§ **Text section**:
***

The president of Estonia goes on national TV to urge his countrymen to have more children. Russian President Vladimir Putin warns his parliament about "a serious crisis threatening Russia's survival": the nation's low birth rate. The government of Singapore is trying to reverse that country's birth dearth by sponsoring a massive taxpayer-funded matchmaking service.

In 1968, Paul Ehrlich published The Population Bomb, panicking the world with dire predictions of a population explosion. By the year 2000, he predicted, the world would be so crowded that hundreds of millions would die of starvation. Although Mr. Ehrlich's prophecies have turned out to be almost comically wrong, PBS has produced a documentary taking him seriously, and philanthropists like Ted Turner still donate millions to combat population growth.

But the problem today is not overpopulation; it's underpopulation. For a population to reproduce itself, the fertility rate must average 2.1 children per woman. (The .1 allows for child mortality.) The fertility rate today among major developed nations is only 1.6.

The United States is rare among its peers in keeping its fertility rate at around the replacement level of 2.1, according to the Population Reference Bureau, which provided the fertility data cited here. Europe, though, is shrinking. Germany's rate is 1.3. Despite the stereotype of large Catholic families, France has a fertility rate of 1.9 and Italy has one of the lowest in Europe, 1.3. At this rate, there will be only about half as many Italians in the next generation. There will also be fewer Russians, whose fertility rate is 1.3.

Even nations that were once notorious for booming populations have drastically slowed down in reproducing themselves. In the last 20 years, India's fertility rate has gone from over four children per woman to about three. Mexico has gone from over four to just under three. China has a fertility rate of 1.8.

African nations continue to have very high fertility rates, up to five or six children per woman, but those lands are ravaged by AIDS, which is decimating their population. Muslim nations, on the other hand, tend to have booming population growth-Yemen's fertility rate is 7.2 children per woman.

Demographers predict that the world's population will level off at 9 billion, reports The Wall Street Journal. Then it will start dropping. There may well be nearly 500 million fewer people by 2075.

Isn't this a good thing? Why are so many governments panicking at the drop in their populations?

Although radical environmentalists like Mr. Ehrlich see human beings only as "consumers of the earth's resources," human beings are in fact the most valuable resource of all. Citizens are not just consumers but producers. Having fewer people can wreak havoc on an economy, creating both a labor shortage and a shortage of buyers. A government with a shrinking population faces a smaller military and fewer taxpayers. Dwindling populations have always signaled cultural decline, with less creativity, energy, and vitality on every level of society.

Already Japan- fertility rate 1.3-is facing the problem of having fewer taxpaying young people to support the burgeoning number of retirees, something that will hit the generous welfare states of Europe especially hard.
Already Europe has had to import large numbers of immigrants to bolster the labor force, most of them from the Middle East. Fewer and fewer native Europeans-along with the dwindling influence of Christianity-and more and more Muslims raise the prospect of the Islamification of Western Europe. One reason "old Europe" is not supporting the United States in a war with Iraq is that politicians in France and Germany fear the reaction among their Muslim voters.

***

§ **Records supplied**:
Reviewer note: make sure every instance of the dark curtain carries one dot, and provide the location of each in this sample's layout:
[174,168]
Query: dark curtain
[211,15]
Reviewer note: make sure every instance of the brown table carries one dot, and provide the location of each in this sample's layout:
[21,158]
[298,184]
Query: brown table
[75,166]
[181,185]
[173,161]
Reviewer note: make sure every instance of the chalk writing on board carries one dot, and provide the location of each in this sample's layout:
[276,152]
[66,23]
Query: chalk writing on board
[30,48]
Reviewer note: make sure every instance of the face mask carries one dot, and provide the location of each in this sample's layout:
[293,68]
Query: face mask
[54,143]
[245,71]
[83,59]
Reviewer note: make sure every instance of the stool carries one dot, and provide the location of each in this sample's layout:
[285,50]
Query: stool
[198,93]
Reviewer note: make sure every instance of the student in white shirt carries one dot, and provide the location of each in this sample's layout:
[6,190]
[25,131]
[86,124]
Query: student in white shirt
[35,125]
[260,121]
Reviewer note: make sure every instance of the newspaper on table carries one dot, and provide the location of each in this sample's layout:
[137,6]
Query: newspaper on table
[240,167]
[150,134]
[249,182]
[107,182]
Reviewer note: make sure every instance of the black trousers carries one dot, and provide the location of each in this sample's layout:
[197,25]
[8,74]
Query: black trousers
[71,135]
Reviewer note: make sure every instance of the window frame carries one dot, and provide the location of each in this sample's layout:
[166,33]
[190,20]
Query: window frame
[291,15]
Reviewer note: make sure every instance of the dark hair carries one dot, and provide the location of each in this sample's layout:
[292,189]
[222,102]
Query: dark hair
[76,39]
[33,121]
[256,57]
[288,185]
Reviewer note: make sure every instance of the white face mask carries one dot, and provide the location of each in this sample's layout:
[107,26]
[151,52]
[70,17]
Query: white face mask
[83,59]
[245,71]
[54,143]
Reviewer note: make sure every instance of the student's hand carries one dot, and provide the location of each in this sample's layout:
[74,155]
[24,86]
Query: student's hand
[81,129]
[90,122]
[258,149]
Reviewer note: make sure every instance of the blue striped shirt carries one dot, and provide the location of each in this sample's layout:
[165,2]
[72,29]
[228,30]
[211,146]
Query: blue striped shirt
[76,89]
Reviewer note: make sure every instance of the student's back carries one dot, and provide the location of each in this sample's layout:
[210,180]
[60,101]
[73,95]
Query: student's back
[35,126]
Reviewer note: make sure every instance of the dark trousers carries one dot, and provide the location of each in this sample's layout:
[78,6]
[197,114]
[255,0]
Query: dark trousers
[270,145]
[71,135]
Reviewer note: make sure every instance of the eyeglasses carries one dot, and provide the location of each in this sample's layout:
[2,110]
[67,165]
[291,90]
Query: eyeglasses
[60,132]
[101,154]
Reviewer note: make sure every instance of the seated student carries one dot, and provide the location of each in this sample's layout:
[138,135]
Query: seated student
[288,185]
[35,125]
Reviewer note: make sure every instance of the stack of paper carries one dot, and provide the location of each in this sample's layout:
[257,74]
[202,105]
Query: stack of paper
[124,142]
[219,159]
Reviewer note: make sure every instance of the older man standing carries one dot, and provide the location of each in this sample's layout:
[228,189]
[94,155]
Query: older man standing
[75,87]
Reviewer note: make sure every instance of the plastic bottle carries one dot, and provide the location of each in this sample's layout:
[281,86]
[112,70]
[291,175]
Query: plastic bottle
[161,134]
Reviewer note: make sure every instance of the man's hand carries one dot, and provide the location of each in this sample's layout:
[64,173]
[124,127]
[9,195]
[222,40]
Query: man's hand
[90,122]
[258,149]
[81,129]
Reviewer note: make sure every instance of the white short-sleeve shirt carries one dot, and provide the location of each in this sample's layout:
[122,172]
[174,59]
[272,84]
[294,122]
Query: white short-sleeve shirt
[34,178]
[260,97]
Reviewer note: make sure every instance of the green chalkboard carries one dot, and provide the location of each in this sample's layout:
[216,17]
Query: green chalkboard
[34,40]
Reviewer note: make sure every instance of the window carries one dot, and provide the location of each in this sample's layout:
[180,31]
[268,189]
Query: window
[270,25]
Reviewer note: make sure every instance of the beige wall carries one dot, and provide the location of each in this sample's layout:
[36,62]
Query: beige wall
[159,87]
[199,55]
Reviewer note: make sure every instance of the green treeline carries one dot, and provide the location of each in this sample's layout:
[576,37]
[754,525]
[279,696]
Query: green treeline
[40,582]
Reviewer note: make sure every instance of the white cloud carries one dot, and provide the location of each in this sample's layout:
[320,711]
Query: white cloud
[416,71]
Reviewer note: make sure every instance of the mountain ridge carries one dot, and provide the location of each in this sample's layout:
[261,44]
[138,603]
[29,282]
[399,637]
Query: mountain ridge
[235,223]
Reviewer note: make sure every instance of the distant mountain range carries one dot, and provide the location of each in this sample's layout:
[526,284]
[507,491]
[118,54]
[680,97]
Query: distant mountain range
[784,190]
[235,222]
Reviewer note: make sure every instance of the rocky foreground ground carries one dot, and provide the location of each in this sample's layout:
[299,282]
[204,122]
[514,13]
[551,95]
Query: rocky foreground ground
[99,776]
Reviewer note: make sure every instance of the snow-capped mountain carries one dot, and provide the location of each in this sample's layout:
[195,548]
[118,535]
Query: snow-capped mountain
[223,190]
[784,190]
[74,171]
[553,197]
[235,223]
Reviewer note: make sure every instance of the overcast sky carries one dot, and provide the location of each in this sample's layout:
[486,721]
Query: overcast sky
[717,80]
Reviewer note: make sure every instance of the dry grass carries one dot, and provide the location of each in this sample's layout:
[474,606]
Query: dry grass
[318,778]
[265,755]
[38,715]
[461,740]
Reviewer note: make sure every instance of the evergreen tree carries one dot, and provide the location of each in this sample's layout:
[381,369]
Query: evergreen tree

***

§ **What the task asks**: Extract the part of the text on falling birth rates that runs from "Already Japan- fertility" to "their Muslim voters.", word for word. The lines have no role here.

§ **Answer to this problem**:
Already Japan- fertility rate 1.3-is facing the problem of having fewer taxpaying young people to support the burgeoning number of retirees, something that will hit the generous welfare states of Europe especially hard.
Already Europe has had to import large numbers of immigrants to bolster the labor force, most of them from the Middle East. Fewer and fewer native Europeans-along with the dwindling influence of Christianity-and more and more Muslims raise the prospect of the Islamification of Western Europe. One reason "old Europe" is not supporting the United States in a war with Iraq is that politicians in France and Germany fear the reaction among their Muslim voters.